> _Provided passage_:
============

The article also addresses imaging studies. The authors state, “There is strong clinical evidence that radiography and magnetic resonance imaging (MRI) findings do not correlate with clinical symptoms of nonspecific low back pain or a patient’s ability to work. MRI and other imaging studies should be reserved for patients with radicular symptoms who fail conservative care and those with worsening neurologic findings, objective weakness, uncontrolled pain, or suspected cauda equina syndrome.” An MRI is a useful diagnostic tool. It is a snap shot of the claimant’s spine but does not give any evidence as to whether or not any of the suspected conditions are causing pain or is reflective of an injury. MRIs are often used to justify surgery. Impairment ratings calculated in accordance with the AMA Guides, Fifth Edition, largely rely upon MRIs alone without any context.
The authors review of medical literature predictably recommends analgesic and anti-inflammatory medications, massage, exercise, and patient education. The effectiveness of accupuncture, epidural steroid injections, muscle relaxants, spinal manipulations, transcutaneous electrical nerve stimlulation, trigger point injections, heat therapy, and therapeutic ultrasound are unclear. The authors do not recommend electromyography biofeedback, shortwave diathermy, botox injections, facet injections, prolotherapy, tractions, or lumbar braces and support. Bed rest is limited to two days. Patients are encouraged to remain as active as possible including exercise conducted under the supervision of a therapist three to five times per week as a first-line therapy treatment. Passive modalities should decrease in favor of active modalities with home exercise initiated in the first therapy session. After two weeks or six visits, the patient’s therapy status should be reassessed. If there is no improvement, other factors should be considered. Surgeries for nonspecific low back pain are not recommended.

============

> _Aim of the exercise_: Write the next part of the low back pain article, picking up after its last sentence.

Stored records
============

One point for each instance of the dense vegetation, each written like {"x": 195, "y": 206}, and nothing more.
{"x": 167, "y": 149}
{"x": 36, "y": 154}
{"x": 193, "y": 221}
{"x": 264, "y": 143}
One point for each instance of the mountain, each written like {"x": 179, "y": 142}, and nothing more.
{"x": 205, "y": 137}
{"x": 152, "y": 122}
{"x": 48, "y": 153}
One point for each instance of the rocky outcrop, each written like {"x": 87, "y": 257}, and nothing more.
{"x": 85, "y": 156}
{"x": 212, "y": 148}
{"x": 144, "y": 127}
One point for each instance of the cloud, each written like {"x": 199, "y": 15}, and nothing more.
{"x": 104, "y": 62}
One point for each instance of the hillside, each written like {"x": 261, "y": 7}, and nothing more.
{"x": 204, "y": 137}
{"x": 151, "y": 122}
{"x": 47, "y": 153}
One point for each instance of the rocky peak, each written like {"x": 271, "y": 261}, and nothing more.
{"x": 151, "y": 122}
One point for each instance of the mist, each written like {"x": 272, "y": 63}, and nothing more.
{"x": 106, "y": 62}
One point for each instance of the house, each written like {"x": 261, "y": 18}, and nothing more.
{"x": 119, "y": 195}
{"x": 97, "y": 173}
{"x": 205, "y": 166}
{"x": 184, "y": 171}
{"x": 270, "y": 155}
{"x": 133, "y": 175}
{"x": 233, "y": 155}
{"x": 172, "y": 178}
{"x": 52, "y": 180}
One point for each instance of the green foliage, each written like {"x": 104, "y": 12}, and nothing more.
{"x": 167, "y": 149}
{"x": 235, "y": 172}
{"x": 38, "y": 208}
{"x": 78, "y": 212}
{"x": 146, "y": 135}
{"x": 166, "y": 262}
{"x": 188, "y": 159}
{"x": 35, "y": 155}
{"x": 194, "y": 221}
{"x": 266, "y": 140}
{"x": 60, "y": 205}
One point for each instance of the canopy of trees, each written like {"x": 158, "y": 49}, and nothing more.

============

> _The answer_:
Return to work is an important component in assessing the medical success of an injured worker. In fact, the authors note, “It is not necessary for the patient to wait until all pain is eliminated before returning to work.” The authors stress that remaining at work or returning to work does not increase the risk of reinjury. Instead, return to work helps decrease missed work days, chronic pain, and disability. Therefore, work absences should be brief and avoided to prevent chronicity.
The authors do recommend a multi-disciplinary rehabilitation for workers who have difficulty returning to the job after four to twelve weeks. The multidisciplinary team consists of a physician, physiotherapist, and a psychologist. Some cognitive behavior therapy has been successful in returning injured workers to work sooner. However, work hardening is ineffective.
Physicians should encourage early return to work for the benefit of the injured worker. There is a 40% chance a worker will miss work for the entire year if the person misses four to twelve weeks of work. It is highly unlikely a worker will ever return to work regardless of treatment if he has not returned to work within two years.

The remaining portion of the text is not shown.